◆ TASK OBJECTIVE ◆
Print the listing exactly.

----------

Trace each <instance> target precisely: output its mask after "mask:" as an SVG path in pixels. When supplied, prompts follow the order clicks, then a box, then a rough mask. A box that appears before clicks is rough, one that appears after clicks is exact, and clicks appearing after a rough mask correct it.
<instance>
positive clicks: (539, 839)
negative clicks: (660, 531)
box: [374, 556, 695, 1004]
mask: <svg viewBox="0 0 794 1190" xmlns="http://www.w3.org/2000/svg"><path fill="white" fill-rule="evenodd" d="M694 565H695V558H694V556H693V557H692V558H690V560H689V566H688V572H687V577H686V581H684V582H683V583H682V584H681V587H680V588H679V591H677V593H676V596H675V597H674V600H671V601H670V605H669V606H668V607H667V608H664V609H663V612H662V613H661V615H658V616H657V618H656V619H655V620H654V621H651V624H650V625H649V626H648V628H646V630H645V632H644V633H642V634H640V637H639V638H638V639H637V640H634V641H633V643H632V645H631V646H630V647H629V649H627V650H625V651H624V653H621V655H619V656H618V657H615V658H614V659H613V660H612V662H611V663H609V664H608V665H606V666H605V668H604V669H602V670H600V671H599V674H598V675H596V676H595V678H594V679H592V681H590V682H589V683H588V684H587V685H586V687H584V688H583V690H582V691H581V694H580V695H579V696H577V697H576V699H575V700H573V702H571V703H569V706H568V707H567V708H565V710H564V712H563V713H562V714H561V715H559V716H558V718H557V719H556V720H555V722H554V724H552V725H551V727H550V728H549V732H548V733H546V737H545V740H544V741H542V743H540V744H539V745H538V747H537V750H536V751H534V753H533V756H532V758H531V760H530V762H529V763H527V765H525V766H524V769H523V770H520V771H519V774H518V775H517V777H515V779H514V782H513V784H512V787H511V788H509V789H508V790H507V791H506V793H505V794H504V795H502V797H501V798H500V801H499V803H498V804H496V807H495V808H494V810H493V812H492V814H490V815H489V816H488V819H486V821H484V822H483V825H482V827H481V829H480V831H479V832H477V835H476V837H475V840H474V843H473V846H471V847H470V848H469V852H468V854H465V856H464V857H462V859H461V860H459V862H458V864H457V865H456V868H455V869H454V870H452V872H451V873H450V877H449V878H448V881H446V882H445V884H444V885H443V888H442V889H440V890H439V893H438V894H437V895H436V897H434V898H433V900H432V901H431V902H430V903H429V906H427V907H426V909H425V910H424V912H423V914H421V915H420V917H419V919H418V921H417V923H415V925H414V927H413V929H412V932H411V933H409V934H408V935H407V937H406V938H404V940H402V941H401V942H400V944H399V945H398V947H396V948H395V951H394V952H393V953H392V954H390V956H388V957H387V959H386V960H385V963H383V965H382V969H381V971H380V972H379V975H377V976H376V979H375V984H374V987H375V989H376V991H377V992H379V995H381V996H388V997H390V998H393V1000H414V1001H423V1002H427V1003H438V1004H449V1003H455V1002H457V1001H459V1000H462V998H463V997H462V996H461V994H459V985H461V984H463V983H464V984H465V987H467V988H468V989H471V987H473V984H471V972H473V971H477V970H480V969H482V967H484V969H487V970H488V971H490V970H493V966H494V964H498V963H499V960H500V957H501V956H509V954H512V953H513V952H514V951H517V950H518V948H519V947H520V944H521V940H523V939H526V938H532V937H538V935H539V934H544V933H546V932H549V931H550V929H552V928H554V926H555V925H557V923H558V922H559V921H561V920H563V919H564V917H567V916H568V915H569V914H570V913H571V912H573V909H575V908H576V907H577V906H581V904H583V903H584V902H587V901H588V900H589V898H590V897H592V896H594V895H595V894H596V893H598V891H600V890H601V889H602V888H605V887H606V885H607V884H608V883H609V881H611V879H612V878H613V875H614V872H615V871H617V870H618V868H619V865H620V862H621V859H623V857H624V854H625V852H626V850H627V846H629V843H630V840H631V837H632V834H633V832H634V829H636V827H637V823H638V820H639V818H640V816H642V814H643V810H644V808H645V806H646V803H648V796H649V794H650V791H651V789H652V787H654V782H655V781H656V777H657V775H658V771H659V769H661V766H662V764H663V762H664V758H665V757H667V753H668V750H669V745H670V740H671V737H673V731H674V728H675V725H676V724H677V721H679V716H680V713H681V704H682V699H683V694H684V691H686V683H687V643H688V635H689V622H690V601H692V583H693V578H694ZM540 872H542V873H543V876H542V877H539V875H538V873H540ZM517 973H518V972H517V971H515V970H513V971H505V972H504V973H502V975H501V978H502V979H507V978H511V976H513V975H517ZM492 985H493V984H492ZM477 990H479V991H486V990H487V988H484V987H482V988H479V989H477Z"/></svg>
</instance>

----------

◆ RESPONSE FOR THIS EXERCISE ◆
Trace each <instance> target precisely: output its mask after "mask:" as an SVG path in pixels. When supplied, prompts follow the order clicks, then a box, then a rough mask. A box that appears before clicks is rough, one that appears after clicks is exact, and clicks appearing after a rough mask correct it.
<instance>
positive clicks: (539, 839)
negative clicks: (660, 531)
box: [374, 556, 695, 1004]
mask: <svg viewBox="0 0 794 1190" xmlns="http://www.w3.org/2000/svg"><path fill="white" fill-rule="evenodd" d="M694 565H695V558H694V556H693V557H692V558H690V560H689V566H688V572H687V577H686V581H684V582H683V583H682V584H681V587H680V588H679V591H677V593H676V596H675V597H674V600H671V601H670V605H669V606H668V607H667V608H664V609H663V612H662V613H661V615H658V616H657V618H656V619H655V620H654V621H651V624H650V625H649V626H648V628H646V630H645V632H644V633H642V634H640V637H639V638H638V639H637V640H634V641H633V643H632V645H631V646H630V647H629V649H627V650H625V651H624V653H621V655H619V656H618V657H615V658H614V659H613V660H612V662H611V663H609V664H608V665H606V666H605V668H604V669H602V670H600V671H599V674H598V675H596V676H595V678H594V679H592V681H590V682H589V683H588V684H587V685H586V687H584V688H583V690H582V691H581V694H580V695H579V696H577V697H576V699H575V700H573V702H571V703H569V706H568V707H567V708H565V710H564V712H563V713H562V714H561V715H559V716H558V718H557V719H556V720H555V722H554V724H552V725H551V727H550V728H549V732H548V733H546V737H545V740H544V741H542V743H540V744H539V745H538V747H537V750H536V751H534V753H533V756H532V758H531V760H530V762H529V763H527V765H525V766H524V769H523V770H520V771H519V774H518V775H517V777H515V779H514V782H513V784H512V787H511V788H509V789H508V790H507V791H506V793H505V794H504V795H502V797H501V798H500V801H499V803H498V804H496V807H495V808H494V810H493V812H492V814H490V815H489V816H488V819H486V821H484V822H483V825H482V827H481V829H480V831H479V832H477V835H476V837H475V840H474V843H473V846H471V847H470V848H469V852H468V854H465V856H464V857H462V859H461V860H459V862H458V864H457V865H456V868H455V869H454V870H452V872H451V873H450V877H449V878H448V881H446V882H445V884H444V885H443V888H442V889H440V890H439V893H438V894H437V895H436V897H434V898H433V900H432V901H431V902H430V903H429V906H427V907H426V909H425V910H424V912H423V914H421V915H420V917H419V919H418V921H417V923H415V925H414V927H413V929H412V932H411V933H409V934H408V935H407V937H406V938H404V940H402V941H401V942H400V944H399V945H398V947H396V948H395V951H394V952H393V953H392V954H390V956H388V957H387V959H386V960H385V963H383V965H382V969H381V971H380V972H379V975H377V976H376V979H375V984H374V987H375V989H376V991H377V992H379V995H381V996H388V997H390V998H393V1000H414V1001H423V1002H427V1003H438V1004H449V1003H455V1002H457V1001H459V1000H462V998H463V997H462V996H461V994H459V985H461V984H463V983H464V984H465V987H467V988H468V989H471V987H473V984H471V972H473V971H477V970H480V969H482V967H484V969H487V970H488V971H490V970H493V966H494V964H498V963H499V960H500V957H501V956H509V954H512V953H513V952H514V951H517V950H518V948H519V947H520V944H521V940H523V939H526V938H532V937H538V935H539V934H544V933H546V932H549V931H550V929H552V928H554V926H555V925H557V923H558V922H559V921H561V920H563V919H564V917H567V916H568V915H569V914H570V913H571V912H573V909H575V908H576V907H577V906H581V904H583V903H584V902H587V901H588V900H589V898H590V897H592V896H594V895H595V894H596V893H598V891H600V890H601V889H602V888H605V887H606V885H607V884H608V883H609V881H611V879H612V878H613V875H614V872H615V871H617V870H618V868H619V865H620V862H621V859H623V857H624V854H625V852H626V850H627V846H629V843H630V840H631V837H632V834H633V832H634V829H636V827H637V823H638V820H639V818H640V816H642V814H643V810H644V808H645V806H646V803H648V796H649V794H650V791H651V789H652V787H654V782H655V781H656V777H657V775H658V771H659V769H661V766H662V764H663V762H664V758H665V757H667V753H668V750H669V745H670V740H671V737H673V731H674V728H675V725H676V724H677V721H679V716H680V713H681V704H682V699H683V694H684V691H686V683H687V643H688V635H689V622H690V601H692V583H693V578H694ZM540 872H542V873H543V876H542V877H539V875H538V873H540ZM517 973H518V972H517V971H515V970H513V971H505V972H504V973H502V975H501V978H502V979H507V978H511V976H513V975H517ZM492 985H493V984H492ZM477 990H479V991H486V990H487V988H484V987H482V988H479V989H477Z"/></svg>
</instance>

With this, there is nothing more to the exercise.